One of the four unidentified dead was believed to have been in the attack vehicle, a police investigator told reporters Tuesday at the scene of the attack, speaking on condition of anonymity.
The investigator confirmed earlier witness reports that the attack vehicle resembled a police vehicle. He said it was apparently a private sport utility vehicle painted with police insignia.
Forensic teams were still collecting and bagging debris that could be evidence Tuesday. The compound was evacuated, but a few families were allowed in Tuesday to retrieve personal items. Work crews were sweeping up shards of glass and other debris.
Following a Cabinet meeting Monday, King Fahd vowed to capture the "terrorists" behind the attack and their supporters. He said the kingdom "will strike with an iron fist all those who try to meddle with the security of the country and the stability and safety of its citizens and residents," the Saudi Press Agency reported.
The U.S. Embassy and two consulates in Saudi Arabia, which had closed Saturday before the bombing because of warnings of an imminent terror attack, were to remain closed at least through Friday, an embassy spokeswoman said.
But after a review of the threat level, U.S. Embassy staff and their families were told Monday that they could travel outside Riyadh's heavily guarded diplomatic quarter, to which they had been restricted since the attack.

§ **Required work**
1) In the report on the Saudi compound attack, what did the investigator say the attack vehicle apparently was?
2) Retype part of the report on the Saudi compound attack: begin at the words "Following a Cabinet" and stop after "since the attack.".
3) What comes next in the report on the Saudi compound attack? Write the continuation, starting after its last sentence.
The listing after this report has no connection to it.

(Position identification records)

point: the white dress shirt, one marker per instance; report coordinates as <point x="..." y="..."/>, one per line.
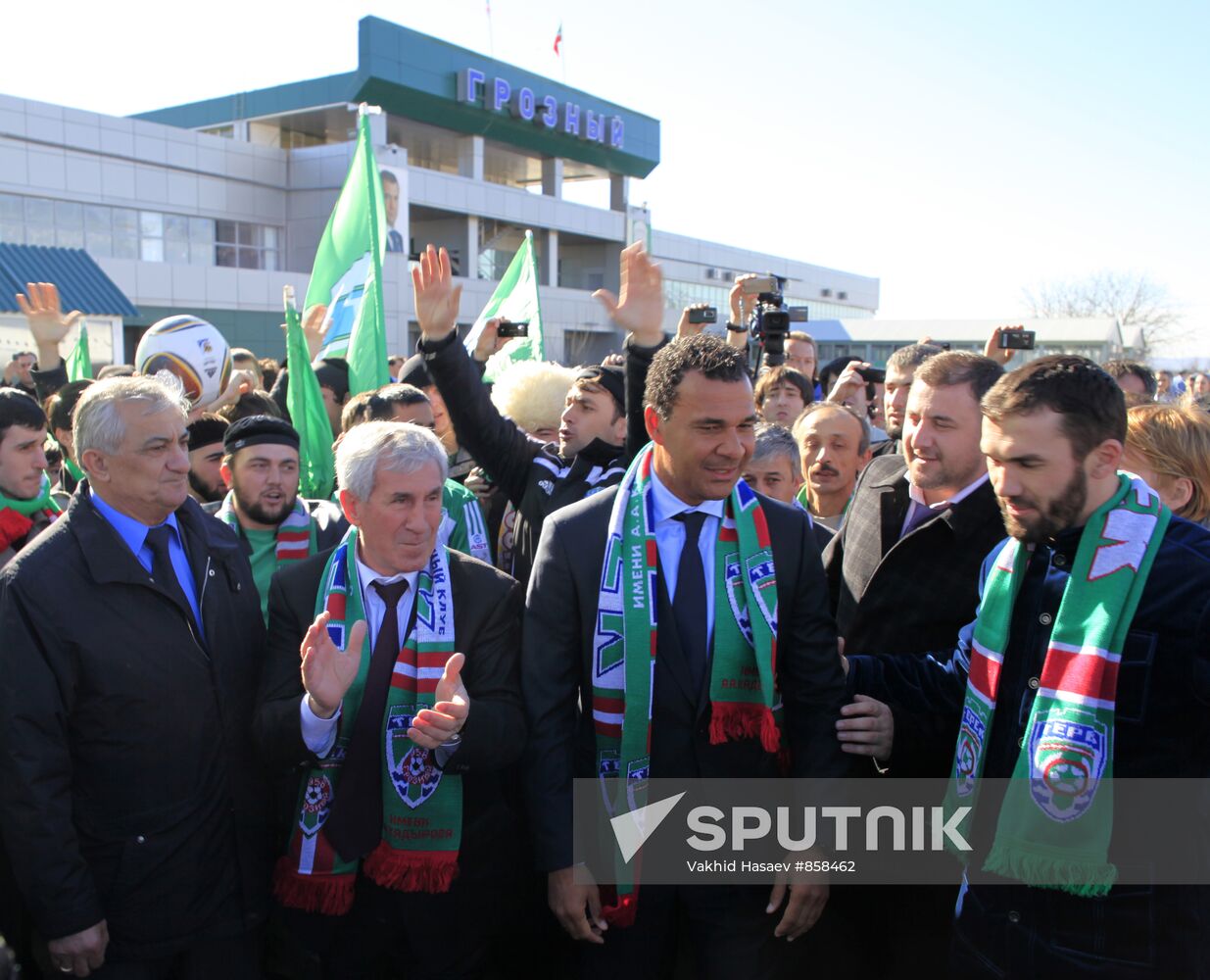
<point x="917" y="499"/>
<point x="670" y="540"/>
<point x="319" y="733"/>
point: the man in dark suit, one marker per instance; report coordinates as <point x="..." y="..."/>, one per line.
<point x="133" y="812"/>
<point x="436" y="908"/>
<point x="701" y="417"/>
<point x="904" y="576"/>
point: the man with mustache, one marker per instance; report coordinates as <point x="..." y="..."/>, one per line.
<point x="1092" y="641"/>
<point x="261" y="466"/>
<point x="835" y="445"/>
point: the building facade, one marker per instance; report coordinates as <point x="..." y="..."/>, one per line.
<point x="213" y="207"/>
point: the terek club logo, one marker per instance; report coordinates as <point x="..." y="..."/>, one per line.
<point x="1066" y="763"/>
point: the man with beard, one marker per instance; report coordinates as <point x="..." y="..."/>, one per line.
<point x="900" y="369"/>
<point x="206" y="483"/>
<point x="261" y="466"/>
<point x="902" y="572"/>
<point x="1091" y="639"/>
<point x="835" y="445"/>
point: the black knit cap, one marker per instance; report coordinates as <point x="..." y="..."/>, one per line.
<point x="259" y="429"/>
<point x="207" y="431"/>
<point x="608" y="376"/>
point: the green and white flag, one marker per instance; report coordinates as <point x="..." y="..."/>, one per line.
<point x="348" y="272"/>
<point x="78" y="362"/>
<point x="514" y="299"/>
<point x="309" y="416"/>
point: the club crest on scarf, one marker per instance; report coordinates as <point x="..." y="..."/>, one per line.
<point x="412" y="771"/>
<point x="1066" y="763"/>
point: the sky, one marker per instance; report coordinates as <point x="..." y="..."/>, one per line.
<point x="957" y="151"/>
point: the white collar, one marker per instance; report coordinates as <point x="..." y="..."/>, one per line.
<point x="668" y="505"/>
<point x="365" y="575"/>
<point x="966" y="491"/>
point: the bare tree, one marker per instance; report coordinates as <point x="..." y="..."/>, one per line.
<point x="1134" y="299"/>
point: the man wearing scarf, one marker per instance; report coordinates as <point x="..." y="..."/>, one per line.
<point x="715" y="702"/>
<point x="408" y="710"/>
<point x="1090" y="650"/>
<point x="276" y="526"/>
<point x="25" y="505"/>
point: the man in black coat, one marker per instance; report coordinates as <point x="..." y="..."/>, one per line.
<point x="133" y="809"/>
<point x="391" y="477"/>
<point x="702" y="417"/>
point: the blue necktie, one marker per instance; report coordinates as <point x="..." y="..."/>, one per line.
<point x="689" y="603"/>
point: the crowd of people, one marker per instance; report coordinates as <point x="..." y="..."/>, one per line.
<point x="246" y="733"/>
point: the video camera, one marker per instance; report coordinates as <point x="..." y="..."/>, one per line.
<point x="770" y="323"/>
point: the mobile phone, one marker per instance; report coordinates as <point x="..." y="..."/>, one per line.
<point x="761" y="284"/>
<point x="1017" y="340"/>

§ **Answers to the exercise**
1) A private sport utility vehicle painted with police insignia.

2)
Following a Cabinet meeting Monday, King Fahd vowed to capture the "terrorists" behind the attack and their supporters. He said the kingdom "will strike with an iron fist all those who try to meddle with the security of the country and the stability and safety of its citizens and residents," the Saudi Press Agency reported.
The U.S. Embassy and two consulates in Saudi Arabia, which had closed Saturday before the bombing because of warnings of an imminent terror attack, were to remain closed at least through Friday, an embassy spokeswoman said.
But after a review of the threat level, U.S. Embassy staff and their families were told Monday that they could travel outside Riyadh's heavily guarded diplomatic quarter, to which they had been restricted since the attack.

3)
In a past e-mail to Al-Majalla, al-Ablaj said al-Qaida was preparing attacks against Americans during the holy month of Ramadan. Around the start of Ramadan in late October, there were a string of bombings in U.S.-occupied Iraq.
In Iraq Tuesday, the commander of American forces said the U.S. military is holding 20 people suspected of links to al-Qaida but had not determined whether they were members of the network. U.S. officials have said they suspect foreign volunteers, including some from al-Qaida, have slipped into Iraq, though their numbers are uncertain.
Al-Majalla magazine also reported previously that it received an e- mail warning from al-Ablaj of attacks in Saudi Arabia a day before the May 12 suicide bombings in Riyadh. Those bombings, like Saturday's, hit a residential compound housing foreigners and killed and wounded Arabs as well as Westerners.